> **Written request**: Put every line of the items below into a JSON list of strings, one string per line, leaving out any blank lines.
────
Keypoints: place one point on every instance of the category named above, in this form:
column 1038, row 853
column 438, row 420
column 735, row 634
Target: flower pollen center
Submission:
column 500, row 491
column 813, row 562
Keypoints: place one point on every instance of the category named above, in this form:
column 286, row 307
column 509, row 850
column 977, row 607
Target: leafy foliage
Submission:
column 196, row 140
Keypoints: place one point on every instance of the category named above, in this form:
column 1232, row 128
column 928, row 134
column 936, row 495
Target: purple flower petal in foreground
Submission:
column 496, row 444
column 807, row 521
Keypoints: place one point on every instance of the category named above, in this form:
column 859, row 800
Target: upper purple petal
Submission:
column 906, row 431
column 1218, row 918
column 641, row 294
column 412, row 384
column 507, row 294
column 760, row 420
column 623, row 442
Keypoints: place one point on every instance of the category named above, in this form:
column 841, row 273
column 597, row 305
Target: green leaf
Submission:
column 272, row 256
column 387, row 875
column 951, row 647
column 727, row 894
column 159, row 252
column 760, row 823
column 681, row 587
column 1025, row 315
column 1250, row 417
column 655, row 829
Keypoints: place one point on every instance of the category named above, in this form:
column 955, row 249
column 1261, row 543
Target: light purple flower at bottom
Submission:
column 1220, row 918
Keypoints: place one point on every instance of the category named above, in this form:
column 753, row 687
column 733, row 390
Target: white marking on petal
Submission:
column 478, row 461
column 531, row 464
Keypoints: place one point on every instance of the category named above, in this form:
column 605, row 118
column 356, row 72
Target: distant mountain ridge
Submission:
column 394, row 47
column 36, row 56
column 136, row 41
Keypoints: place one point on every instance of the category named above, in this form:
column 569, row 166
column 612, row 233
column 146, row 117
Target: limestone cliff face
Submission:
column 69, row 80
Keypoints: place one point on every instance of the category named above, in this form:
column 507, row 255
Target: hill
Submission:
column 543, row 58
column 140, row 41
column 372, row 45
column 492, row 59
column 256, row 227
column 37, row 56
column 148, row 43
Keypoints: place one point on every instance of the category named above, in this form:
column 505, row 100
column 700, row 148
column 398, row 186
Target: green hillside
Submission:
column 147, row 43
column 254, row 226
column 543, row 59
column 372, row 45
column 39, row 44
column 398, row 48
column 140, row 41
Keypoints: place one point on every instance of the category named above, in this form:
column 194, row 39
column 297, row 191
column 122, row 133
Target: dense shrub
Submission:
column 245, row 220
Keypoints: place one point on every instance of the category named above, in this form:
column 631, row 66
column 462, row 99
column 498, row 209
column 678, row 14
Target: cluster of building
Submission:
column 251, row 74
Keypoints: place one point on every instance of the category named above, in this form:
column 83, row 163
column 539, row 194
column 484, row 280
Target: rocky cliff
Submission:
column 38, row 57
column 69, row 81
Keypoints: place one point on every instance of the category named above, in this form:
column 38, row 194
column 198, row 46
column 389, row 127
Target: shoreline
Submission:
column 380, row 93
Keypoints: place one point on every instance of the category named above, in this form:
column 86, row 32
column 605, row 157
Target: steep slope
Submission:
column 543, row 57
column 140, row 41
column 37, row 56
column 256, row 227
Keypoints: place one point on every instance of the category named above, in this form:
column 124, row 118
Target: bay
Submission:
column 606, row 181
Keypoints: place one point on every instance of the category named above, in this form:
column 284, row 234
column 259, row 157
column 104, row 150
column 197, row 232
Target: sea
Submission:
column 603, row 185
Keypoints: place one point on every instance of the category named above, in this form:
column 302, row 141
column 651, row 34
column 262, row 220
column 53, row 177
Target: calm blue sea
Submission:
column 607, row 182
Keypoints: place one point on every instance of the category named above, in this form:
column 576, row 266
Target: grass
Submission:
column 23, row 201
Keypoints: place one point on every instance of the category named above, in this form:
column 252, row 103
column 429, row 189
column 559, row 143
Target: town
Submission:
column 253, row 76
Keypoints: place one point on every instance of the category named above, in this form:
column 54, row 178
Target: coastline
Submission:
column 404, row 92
────
> **Exercise answer**:
[
  "Keypoints: place one point on every instance of the category named above, in this form:",
  "column 1038, row 853",
  "column 438, row 420",
  "column 735, row 634",
  "Target: flower pollen center",
  "Submission:",
  "column 500, row 491",
  "column 813, row 562",
  "Keypoints: place one point on every instance of the category named above, in this form:",
  "column 286, row 307",
  "column 509, row 850",
  "column 977, row 607",
  "Target: leafy foliage",
  "Submission:",
  "column 196, row 140",
  "Keypoints: place one point on every instance of the category named above, in this form:",
  "column 1232, row 128",
  "column 928, row 134",
  "column 936, row 495",
  "Target: purple flower petal in foreground",
  "Submission:",
  "column 496, row 444",
  "column 807, row 521",
  "Keypoints: place one point on every instance of the category named above, in this form:",
  "column 859, row 800",
  "Target: upper purple petal",
  "Submission:",
  "column 906, row 431",
  "column 1218, row 918",
  "column 641, row 294",
  "column 412, row 384",
  "column 507, row 294",
  "column 760, row 420",
  "column 623, row 442",
  "Keypoints: place one point on every instance of the category named above, in this form:",
  "column 841, row 273",
  "column 597, row 305",
  "Target: green leaf",
  "Submission:",
  "column 272, row 256",
  "column 387, row 875",
  "column 951, row 647",
  "column 727, row 894",
  "column 159, row 252",
  "column 760, row 823",
  "column 681, row 587",
  "column 1025, row 315",
  "column 1250, row 417",
  "column 655, row 829",
  "Keypoints: place one point on every instance of the category named above, in this form:",
  "column 955, row 249",
  "column 1261, row 543",
  "Target: light purple flower at bottom",
  "Submission:",
  "column 1220, row 918",
  "Keypoints: place one point on every instance of the category named above, in this form:",
  "column 753, row 687",
  "column 733, row 390",
  "Target: white marking on petal",
  "Submission:",
  "column 478, row 461",
  "column 531, row 464",
  "Keypoints: place one point on every instance of the category named above, in this form:",
  "column 605, row 118",
  "column 356, row 72",
  "Target: distant mountain ridge",
  "Submission:",
  "column 394, row 47",
  "column 36, row 56",
  "column 136, row 41",
  "Keypoints: place one point on every instance of the category named above, in this form:",
  "column 569, row 166",
  "column 612, row 233",
  "column 146, row 117",
  "Target: limestone cliff face",
  "Submission:",
  "column 69, row 80",
  "Keypoints: place one point on every instance of the category named above, in this form:",
  "column 507, row 255",
  "Target: hill",
  "Submission:",
  "column 543, row 58",
  "column 140, row 41",
  "column 372, row 45",
  "column 492, row 59",
  "column 256, row 227",
  "column 37, row 56",
  "column 148, row 43",
  "Keypoints: place one point on every instance of the category named above, in this form:",
  "column 505, row 100",
  "column 700, row 148",
  "column 398, row 186",
  "Target: green hillside",
  "Submission:",
  "column 147, row 43",
  "column 254, row 226",
  "column 543, row 59",
  "column 372, row 45",
  "column 39, row 44",
  "column 398, row 48",
  "column 140, row 41",
  "Keypoints: place one point on every instance of the category named above, in this form:",
  "column 194, row 39",
  "column 297, row 191",
  "column 122, row 133",
  "Target: dense shrub",
  "Submission:",
  "column 245, row 220",
  "Keypoints: place one point on every instance of the category named above, in this form:",
  "column 631, row 66",
  "column 462, row 99",
  "column 498, row 209",
  "column 678, row 14",
  "Target: cluster of building",
  "Submission:",
  "column 251, row 74",
  "Keypoints: place one point on every instance of the category named above, in this form:",
  "column 83, row 163",
  "column 539, row 194",
  "column 484, row 280",
  "Target: rocky cliff",
  "Submission:",
  "column 38, row 57",
  "column 69, row 81",
  "Keypoints: place one point on every instance of the category named above, in this form:",
  "column 38, row 194",
  "column 198, row 46",
  "column 389, row 127",
  "Target: shoreline",
  "Submission:",
  "column 380, row 93",
  "Keypoints: place one point on every instance of the category named above, in this form:",
  "column 86, row 32",
  "column 605, row 157",
  "Target: steep slope",
  "Submission:",
  "column 543, row 57",
  "column 140, row 41",
  "column 37, row 56",
  "column 256, row 227",
  "Keypoints: place one point on every instance of the category named above, in this form:",
  "column 124, row 118",
  "Target: bay",
  "Submission:",
  "column 606, row 181",
  "Keypoints: place one point on every instance of the category named above, in this form:",
  "column 284, row 234",
  "column 259, row 157",
  "column 104, row 150",
  "column 197, row 232",
  "Target: sea",
  "Submission:",
  "column 603, row 185",
  "Keypoints: place one point on every instance of the category named above, in this form:",
  "column 302, row 141",
  "column 651, row 34",
  "column 262, row 220",
  "column 53, row 177",
  "Target: calm blue sea",
  "Submission:",
  "column 607, row 182",
  "Keypoints: place one point on every instance of the category named above, in this form:",
  "column 576, row 266",
  "Target: grass",
  "Submission:",
  "column 23, row 201",
  "Keypoints: place one point on every instance of the category named above, in this form:",
  "column 252, row 103",
  "column 429, row 189",
  "column 559, row 143",
  "Target: town",
  "Submission:",
  "column 253, row 76",
  "Keypoints: place one point on every instance of the category named above, in this form:",
  "column 54, row 178",
  "Target: coastline",
  "Submission:",
  "column 404, row 92"
]